### WORK ORDER
Write out the records in full and without alteration, setting aside their pictures.

### SUPPLIED RECORDS

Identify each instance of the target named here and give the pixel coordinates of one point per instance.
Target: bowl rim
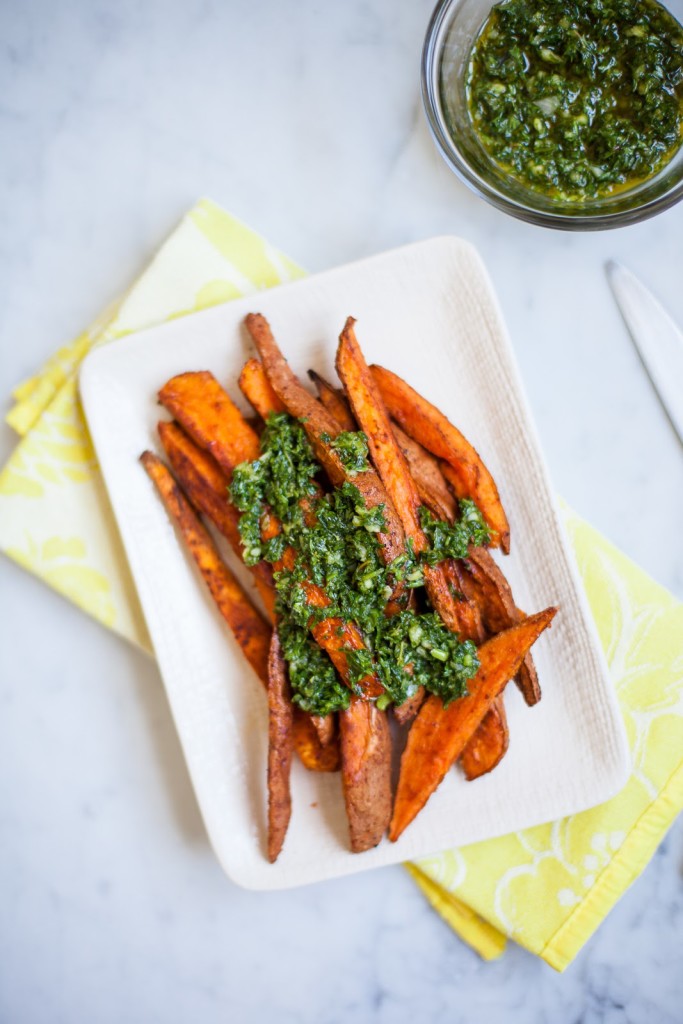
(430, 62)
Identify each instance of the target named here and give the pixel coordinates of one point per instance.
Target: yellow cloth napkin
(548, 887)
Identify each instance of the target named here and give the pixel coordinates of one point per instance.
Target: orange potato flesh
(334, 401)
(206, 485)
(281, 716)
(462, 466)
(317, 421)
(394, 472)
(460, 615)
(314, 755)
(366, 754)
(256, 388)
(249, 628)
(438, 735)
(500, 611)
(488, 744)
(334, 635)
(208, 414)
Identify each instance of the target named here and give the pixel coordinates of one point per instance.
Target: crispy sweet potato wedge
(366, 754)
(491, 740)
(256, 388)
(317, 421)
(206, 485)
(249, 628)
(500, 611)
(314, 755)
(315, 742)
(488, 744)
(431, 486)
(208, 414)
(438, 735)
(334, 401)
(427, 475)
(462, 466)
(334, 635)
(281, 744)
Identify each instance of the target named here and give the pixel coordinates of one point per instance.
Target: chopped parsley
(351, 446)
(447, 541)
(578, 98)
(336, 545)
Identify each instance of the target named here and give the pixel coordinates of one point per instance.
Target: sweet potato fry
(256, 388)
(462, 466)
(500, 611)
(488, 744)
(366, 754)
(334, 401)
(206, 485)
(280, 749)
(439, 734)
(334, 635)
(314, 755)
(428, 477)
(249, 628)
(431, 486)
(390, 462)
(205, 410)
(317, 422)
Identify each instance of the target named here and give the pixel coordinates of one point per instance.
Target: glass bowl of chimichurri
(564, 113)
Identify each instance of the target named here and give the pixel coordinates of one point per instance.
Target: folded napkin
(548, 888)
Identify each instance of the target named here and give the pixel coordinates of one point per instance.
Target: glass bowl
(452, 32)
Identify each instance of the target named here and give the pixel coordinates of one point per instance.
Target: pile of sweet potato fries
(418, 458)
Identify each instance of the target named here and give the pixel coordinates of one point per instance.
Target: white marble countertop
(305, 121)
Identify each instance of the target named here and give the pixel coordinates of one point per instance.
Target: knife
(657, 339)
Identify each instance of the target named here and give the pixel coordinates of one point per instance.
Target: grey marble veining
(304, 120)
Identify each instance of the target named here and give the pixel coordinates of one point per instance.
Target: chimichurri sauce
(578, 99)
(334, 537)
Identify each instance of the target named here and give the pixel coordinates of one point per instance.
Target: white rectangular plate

### TASK RESULT
Identify each instance of the target named here and give the pixel coordinates of one point per instance.
Target: bowl rim
(430, 62)
Identify each instance of the target named here and give the pixel coordinates of one point per instance.
Target: yellow cloth napkin
(548, 887)
Identify each instance of the target named here and give the pixel coordinates of one point per instance.
Target: orange potato flesh
(334, 401)
(206, 485)
(281, 716)
(462, 466)
(317, 421)
(394, 472)
(460, 615)
(314, 755)
(366, 754)
(256, 388)
(249, 628)
(438, 735)
(500, 611)
(488, 744)
(334, 635)
(208, 414)
Identify each instance of the target named here and give the pixel coordinates of one point per instance.
Target: crispy sweet potato wedge
(366, 754)
(491, 740)
(256, 388)
(317, 421)
(206, 485)
(249, 628)
(500, 611)
(314, 755)
(315, 742)
(488, 744)
(431, 486)
(208, 414)
(438, 735)
(334, 401)
(427, 475)
(462, 466)
(334, 635)
(281, 744)
Identify each instance of the target named here and give the pixel coordinates of one point per instance.
Target: chopped parsley
(351, 446)
(447, 541)
(578, 98)
(336, 545)
Identify each instance of the target named here and give the pixel coordinates of one point per instance.
Target: sweet potato fry
(256, 388)
(462, 466)
(500, 611)
(488, 744)
(366, 754)
(334, 401)
(206, 485)
(280, 749)
(439, 734)
(334, 635)
(314, 755)
(428, 477)
(249, 628)
(431, 486)
(390, 462)
(205, 410)
(317, 422)
Identify each instance of the target named here and give the pixel coordinates of one point per instance.
Target: glass bowl of chimichurri
(564, 113)
Identify each instance of the target named here and give the pixel coordinates of one point per instance.
Target: folded napkin
(548, 888)
Identify each instance of the target named here and give the pixel coordinates of one point per instance.
Target: glass bowl
(452, 32)
Identify each instance of the target named here and give the pixel coordinates of one point per instance.
Target: pile of sweet potato fries
(418, 458)
Identify each instance of the target named here and give the pixel coordinates of one point per instance.
Target: white marble countertop
(305, 121)
Identify each instance of the target named here and give the pixel coordinates of one point per instance.
Target: knife
(657, 339)
Identify each instance of the target named here and give the pixel coordinates of one point per instance.
Target: grey marble veining
(304, 120)
Identify each instance of the target named here and give the pixel coordinates of one point per instance.
Target: chimichurri sauce
(578, 99)
(334, 537)
Identify each instance of the target named here and give the pixel coordinates of one point per instance.
Target: white rectangular plate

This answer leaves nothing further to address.